Excerpts of pointing data
★ ★ ★ ★ ★ ★ ★

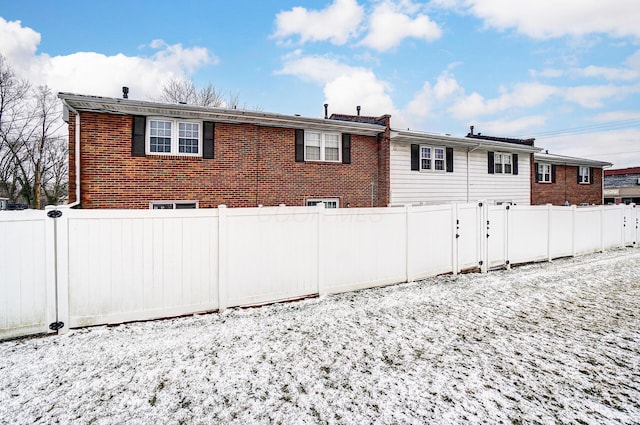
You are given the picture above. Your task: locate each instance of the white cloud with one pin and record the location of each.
(338, 23)
(95, 73)
(389, 24)
(510, 127)
(552, 18)
(523, 95)
(344, 86)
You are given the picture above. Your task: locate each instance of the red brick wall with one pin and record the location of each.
(253, 165)
(566, 188)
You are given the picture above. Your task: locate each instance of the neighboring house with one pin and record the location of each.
(139, 154)
(561, 180)
(622, 186)
(434, 169)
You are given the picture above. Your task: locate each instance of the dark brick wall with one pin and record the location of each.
(253, 165)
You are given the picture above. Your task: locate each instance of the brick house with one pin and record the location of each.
(139, 154)
(557, 180)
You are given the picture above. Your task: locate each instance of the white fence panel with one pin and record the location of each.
(528, 233)
(469, 227)
(612, 226)
(139, 265)
(588, 230)
(430, 240)
(272, 254)
(560, 231)
(362, 248)
(495, 233)
(27, 280)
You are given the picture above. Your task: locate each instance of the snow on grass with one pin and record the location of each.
(544, 343)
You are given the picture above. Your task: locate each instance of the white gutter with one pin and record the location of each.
(77, 154)
(469, 150)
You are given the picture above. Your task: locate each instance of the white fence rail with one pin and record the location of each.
(90, 267)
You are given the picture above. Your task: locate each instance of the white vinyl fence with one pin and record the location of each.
(71, 268)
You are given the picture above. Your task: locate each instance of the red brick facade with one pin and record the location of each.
(253, 165)
(566, 188)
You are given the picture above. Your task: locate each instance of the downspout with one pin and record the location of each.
(77, 155)
(468, 152)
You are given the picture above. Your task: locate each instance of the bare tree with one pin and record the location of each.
(33, 153)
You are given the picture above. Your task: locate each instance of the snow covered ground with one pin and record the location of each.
(545, 343)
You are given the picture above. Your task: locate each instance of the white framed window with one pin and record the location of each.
(321, 146)
(502, 163)
(544, 173)
(173, 137)
(584, 175)
(328, 202)
(173, 205)
(432, 158)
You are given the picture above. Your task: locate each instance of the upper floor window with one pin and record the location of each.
(502, 163)
(544, 173)
(584, 175)
(432, 158)
(173, 137)
(320, 146)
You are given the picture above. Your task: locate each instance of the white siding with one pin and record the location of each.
(412, 187)
(428, 187)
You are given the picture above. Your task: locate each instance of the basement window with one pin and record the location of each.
(173, 205)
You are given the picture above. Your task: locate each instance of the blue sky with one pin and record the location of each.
(564, 71)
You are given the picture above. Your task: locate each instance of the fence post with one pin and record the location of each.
(407, 233)
(320, 271)
(223, 260)
(60, 217)
(549, 232)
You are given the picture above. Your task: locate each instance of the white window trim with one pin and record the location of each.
(174, 137)
(544, 174)
(323, 200)
(432, 160)
(323, 135)
(586, 176)
(502, 155)
(174, 203)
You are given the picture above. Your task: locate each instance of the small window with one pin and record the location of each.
(584, 175)
(544, 173)
(328, 202)
(432, 158)
(173, 205)
(319, 146)
(502, 163)
(172, 137)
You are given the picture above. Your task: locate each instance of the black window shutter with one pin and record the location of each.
(208, 140)
(346, 148)
(449, 154)
(490, 167)
(578, 168)
(415, 157)
(137, 135)
(299, 145)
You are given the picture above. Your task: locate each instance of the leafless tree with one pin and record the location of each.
(33, 153)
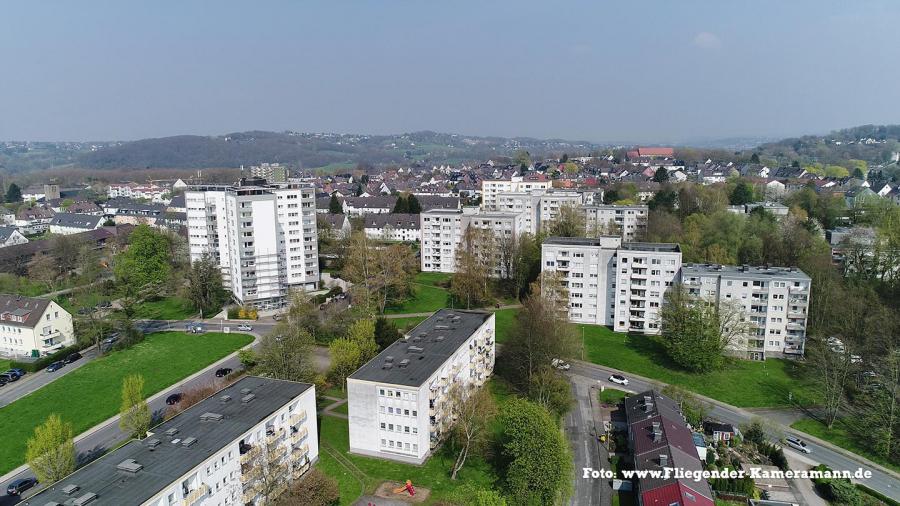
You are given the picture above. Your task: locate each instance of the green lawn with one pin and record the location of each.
(91, 394)
(742, 383)
(612, 396)
(169, 308)
(427, 296)
(838, 435)
(434, 474)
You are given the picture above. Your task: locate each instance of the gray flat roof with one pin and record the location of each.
(454, 325)
(744, 271)
(167, 462)
(670, 247)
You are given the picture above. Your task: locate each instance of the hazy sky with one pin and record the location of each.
(597, 70)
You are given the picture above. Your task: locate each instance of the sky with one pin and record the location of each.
(598, 70)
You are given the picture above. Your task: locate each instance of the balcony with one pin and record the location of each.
(195, 495)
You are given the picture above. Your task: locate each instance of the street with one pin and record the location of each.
(881, 481)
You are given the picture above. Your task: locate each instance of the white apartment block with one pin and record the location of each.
(629, 221)
(491, 187)
(775, 300)
(31, 327)
(539, 206)
(442, 231)
(263, 237)
(612, 283)
(211, 454)
(399, 402)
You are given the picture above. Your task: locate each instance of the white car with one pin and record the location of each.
(618, 379)
(797, 444)
(560, 364)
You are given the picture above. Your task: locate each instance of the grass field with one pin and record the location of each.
(838, 435)
(742, 383)
(92, 393)
(169, 308)
(427, 296)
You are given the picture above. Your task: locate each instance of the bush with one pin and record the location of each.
(43, 362)
(314, 489)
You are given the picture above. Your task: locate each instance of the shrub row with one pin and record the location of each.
(43, 362)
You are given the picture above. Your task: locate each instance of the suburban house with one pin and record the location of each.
(31, 327)
(69, 223)
(10, 236)
(659, 438)
(392, 227)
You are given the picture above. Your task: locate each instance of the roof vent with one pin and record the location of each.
(130, 466)
(86, 498)
(211, 417)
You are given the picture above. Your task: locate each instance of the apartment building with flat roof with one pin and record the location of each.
(442, 232)
(212, 453)
(613, 283)
(262, 235)
(399, 402)
(775, 301)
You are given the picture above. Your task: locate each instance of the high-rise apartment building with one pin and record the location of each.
(608, 282)
(263, 237)
(442, 231)
(774, 301)
(399, 402)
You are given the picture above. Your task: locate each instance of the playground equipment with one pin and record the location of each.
(406, 488)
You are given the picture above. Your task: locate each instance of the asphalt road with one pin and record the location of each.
(880, 481)
(96, 441)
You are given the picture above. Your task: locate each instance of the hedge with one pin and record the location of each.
(43, 362)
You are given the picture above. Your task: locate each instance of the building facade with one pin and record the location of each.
(608, 282)
(399, 402)
(628, 221)
(263, 237)
(774, 300)
(238, 446)
(31, 327)
(442, 232)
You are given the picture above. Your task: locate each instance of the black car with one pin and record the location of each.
(55, 366)
(22, 484)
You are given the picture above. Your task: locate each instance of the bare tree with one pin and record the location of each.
(473, 409)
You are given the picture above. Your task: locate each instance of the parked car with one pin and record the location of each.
(55, 366)
(16, 487)
(797, 444)
(618, 379)
(560, 364)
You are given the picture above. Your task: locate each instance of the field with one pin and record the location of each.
(169, 308)
(742, 383)
(837, 435)
(91, 394)
(427, 296)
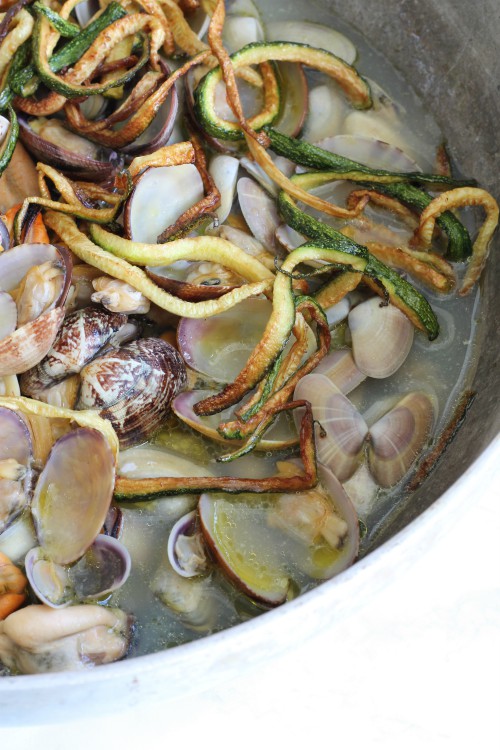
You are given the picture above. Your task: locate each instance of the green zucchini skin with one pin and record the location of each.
(258, 52)
(459, 240)
(65, 28)
(70, 53)
(10, 142)
(314, 157)
(400, 291)
(71, 91)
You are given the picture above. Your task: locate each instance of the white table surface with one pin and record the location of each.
(416, 667)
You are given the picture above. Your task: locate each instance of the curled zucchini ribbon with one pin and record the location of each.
(121, 269)
(281, 321)
(355, 87)
(399, 291)
(130, 490)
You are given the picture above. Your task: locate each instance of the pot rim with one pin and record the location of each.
(334, 600)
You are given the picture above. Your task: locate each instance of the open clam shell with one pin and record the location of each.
(25, 346)
(231, 532)
(103, 568)
(340, 430)
(73, 494)
(133, 387)
(16, 453)
(382, 337)
(72, 163)
(160, 196)
(398, 438)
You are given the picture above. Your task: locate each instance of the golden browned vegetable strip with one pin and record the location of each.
(233, 97)
(144, 489)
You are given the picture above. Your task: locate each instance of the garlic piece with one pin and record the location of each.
(118, 296)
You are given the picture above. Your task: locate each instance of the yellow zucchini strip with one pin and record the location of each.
(431, 269)
(120, 269)
(201, 248)
(458, 198)
(168, 156)
(227, 73)
(84, 418)
(278, 328)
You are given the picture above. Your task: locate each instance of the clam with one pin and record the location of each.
(240, 546)
(133, 387)
(103, 568)
(73, 494)
(259, 211)
(41, 639)
(323, 522)
(224, 171)
(281, 435)
(398, 438)
(327, 109)
(186, 548)
(339, 367)
(160, 196)
(18, 538)
(382, 337)
(83, 334)
(36, 277)
(196, 602)
(15, 466)
(219, 347)
(341, 432)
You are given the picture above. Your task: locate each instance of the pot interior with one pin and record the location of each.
(428, 42)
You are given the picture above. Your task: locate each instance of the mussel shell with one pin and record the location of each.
(73, 494)
(133, 387)
(398, 438)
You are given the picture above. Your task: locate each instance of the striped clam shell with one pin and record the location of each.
(133, 387)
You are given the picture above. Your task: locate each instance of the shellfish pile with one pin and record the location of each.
(221, 290)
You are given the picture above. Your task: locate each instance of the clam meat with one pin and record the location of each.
(39, 639)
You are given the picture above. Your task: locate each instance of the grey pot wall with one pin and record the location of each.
(448, 50)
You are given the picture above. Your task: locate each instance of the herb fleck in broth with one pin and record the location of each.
(265, 549)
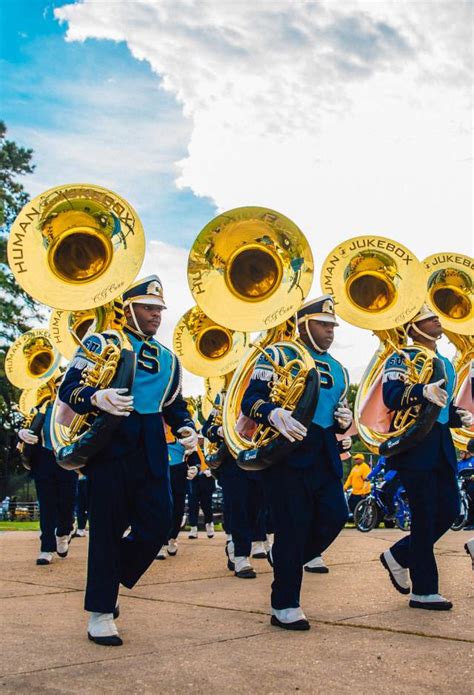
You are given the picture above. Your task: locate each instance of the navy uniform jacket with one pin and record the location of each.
(320, 443)
(398, 395)
(157, 394)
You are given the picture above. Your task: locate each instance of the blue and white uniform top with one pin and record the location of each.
(399, 394)
(334, 383)
(176, 453)
(157, 381)
(46, 429)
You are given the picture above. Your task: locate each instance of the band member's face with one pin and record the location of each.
(431, 327)
(322, 332)
(148, 317)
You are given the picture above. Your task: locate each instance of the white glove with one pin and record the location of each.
(283, 421)
(28, 436)
(111, 401)
(466, 417)
(189, 439)
(346, 443)
(435, 394)
(343, 417)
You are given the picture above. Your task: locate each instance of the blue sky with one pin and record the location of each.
(351, 117)
(92, 112)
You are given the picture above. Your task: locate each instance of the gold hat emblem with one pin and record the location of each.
(328, 307)
(154, 287)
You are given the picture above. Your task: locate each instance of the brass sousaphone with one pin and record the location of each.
(78, 247)
(212, 351)
(32, 364)
(378, 284)
(250, 269)
(451, 296)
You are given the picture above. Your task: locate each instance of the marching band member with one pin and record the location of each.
(56, 489)
(427, 470)
(469, 548)
(129, 479)
(81, 505)
(182, 469)
(243, 493)
(201, 487)
(305, 492)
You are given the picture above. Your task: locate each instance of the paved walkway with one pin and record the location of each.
(190, 626)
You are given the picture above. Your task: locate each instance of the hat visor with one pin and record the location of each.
(148, 299)
(325, 318)
(422, 317)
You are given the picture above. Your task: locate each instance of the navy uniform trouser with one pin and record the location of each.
(122, 493)
(309, 510)
(244, 492)
(202, 488)
(82, 502)
(433, 497)
(178, 473)
(56, 490)
(469, 487)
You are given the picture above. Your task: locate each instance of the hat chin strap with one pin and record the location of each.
(135, 322)
(422, 333)
(311, 339)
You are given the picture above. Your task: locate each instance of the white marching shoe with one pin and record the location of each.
(316, 566)
(161, 555)
(62, 545)
(258, 550)
(172, 546)
(399, 576)
(102, 630)
(229, 551)
(268, 543)
(430, 602)
(243, 568)
(210, 530)
(290, 619)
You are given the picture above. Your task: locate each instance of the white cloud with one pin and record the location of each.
(350, 118)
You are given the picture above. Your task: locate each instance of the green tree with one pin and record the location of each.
(17, 309)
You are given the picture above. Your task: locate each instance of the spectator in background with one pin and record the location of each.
(357, 480)
(201, 489)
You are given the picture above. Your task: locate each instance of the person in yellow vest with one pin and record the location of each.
(357, 480)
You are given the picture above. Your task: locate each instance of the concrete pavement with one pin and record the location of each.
(191, 626)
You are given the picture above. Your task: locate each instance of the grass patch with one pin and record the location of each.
(19, 525)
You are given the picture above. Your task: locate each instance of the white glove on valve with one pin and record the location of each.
(435, 394)
(192, 472)
(346, 443)
(111, 401)
(189, 439)
(466, 417)
(28, 436)
(343, 417)
(283, 421)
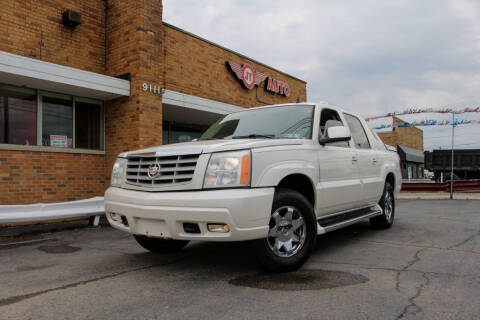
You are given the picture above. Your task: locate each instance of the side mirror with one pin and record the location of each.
(336, 134)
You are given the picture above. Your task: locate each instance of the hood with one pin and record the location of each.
(208, 146)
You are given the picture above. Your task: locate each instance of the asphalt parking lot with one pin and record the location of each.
(426, 267)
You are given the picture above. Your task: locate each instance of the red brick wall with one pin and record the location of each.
(33, 28)
(31, 177)
(134, 45)
(115, 37)
(196, 67)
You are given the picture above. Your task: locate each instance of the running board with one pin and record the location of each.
(347, 218)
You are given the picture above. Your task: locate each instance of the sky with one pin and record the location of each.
(367, 56)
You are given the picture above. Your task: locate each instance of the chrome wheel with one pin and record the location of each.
(287, 231)
(388, 205)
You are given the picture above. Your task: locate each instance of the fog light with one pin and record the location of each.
(114, 216)
(218, 227)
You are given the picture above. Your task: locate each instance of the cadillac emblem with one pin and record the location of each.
(153, 170)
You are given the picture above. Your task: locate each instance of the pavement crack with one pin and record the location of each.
(413, 245)
(473, 236)
(18, 298)
(412, 307)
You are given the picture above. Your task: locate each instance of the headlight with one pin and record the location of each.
(117, 172)
(228, 169)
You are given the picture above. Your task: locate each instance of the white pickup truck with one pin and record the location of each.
(278, 175)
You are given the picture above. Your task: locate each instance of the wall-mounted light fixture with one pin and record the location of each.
(71, 18)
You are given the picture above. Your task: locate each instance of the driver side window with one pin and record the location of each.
(330, 118)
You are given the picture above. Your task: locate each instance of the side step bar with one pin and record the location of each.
(347, 218)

★ ★ ★ ★ ★ ★ ★

> Exercise instructions
Exactly reproduce the lines beginning with the one that contains "of the pavement" and ending with the last line of the material, both included. Leave out everything else.

> Solution to this problem
You are given the picture above. Your task: locate each instance of the pavement crack with one pin and record the location of each.
(413, 245)
(473, 236)
(18, 298)
(412, 307)
You are given the picture above. Your task: locate each instance of the headlight with one pin and record the location of each.
(117, 172)
(228, 169)
You are given the picture above. Your task: locate each instance of the white pickup truck with one pin and record the location of each.
(278, 175)
You are given the picture above. Your task: locate each instance of the wall-mounted light fixture with one pin and record the location of each.
(71, 18)
You are given the picture above. Your task: locate each instance of the driver side window with one pin and record the location of each.
(330, 118)
You are given the picture above. Your task: locate each instance of the side step bar with one pin and record the location of each.
(347, 218)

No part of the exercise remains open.